▸ Problem:
All the data beneath this line is to be reproduced exactly.

──────── Working data ────────

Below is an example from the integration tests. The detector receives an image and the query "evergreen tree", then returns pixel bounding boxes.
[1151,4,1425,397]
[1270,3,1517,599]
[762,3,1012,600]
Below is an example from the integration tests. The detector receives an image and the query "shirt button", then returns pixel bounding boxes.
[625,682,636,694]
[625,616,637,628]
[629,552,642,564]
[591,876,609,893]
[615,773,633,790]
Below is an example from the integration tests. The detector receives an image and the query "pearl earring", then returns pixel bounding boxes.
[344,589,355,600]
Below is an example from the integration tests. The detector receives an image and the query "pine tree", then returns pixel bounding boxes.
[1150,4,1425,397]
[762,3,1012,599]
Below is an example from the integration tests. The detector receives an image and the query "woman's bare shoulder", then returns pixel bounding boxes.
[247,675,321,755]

────────

▸ Exercise result:
Below is an example from the integration tests. The detector receives an image and the query "evergreen tree", then returns pixel bounding boxes.
[1151,4,1425,397]
[1270,3,1517,599]
[762,3,1012,600]
Below is an example from the integration tests. The detector receives an image and the query "shirt button", then returns pixel bounding boxes.
[625,682,636,694]
[625,616,637,628]
[629,552,642,564]
[591,876,609,893]
[615,773,633,790]
Below is an example from the integration tests. The detector receives an image and the query "pearl earring", then returns pixel bounding boxes.
[344,589,355,600]
Below is an example from the integration tests. The detector receives an image and the query "pine tree", then returns pixel bounding boxes.
[1150,4,1425,397]
[762,3,1012,599]
Below is an example from the integration tests. The detector receives an image and the query "woman's bare shoulder", then returns pixel bounding boxes.
[247,675,321,755]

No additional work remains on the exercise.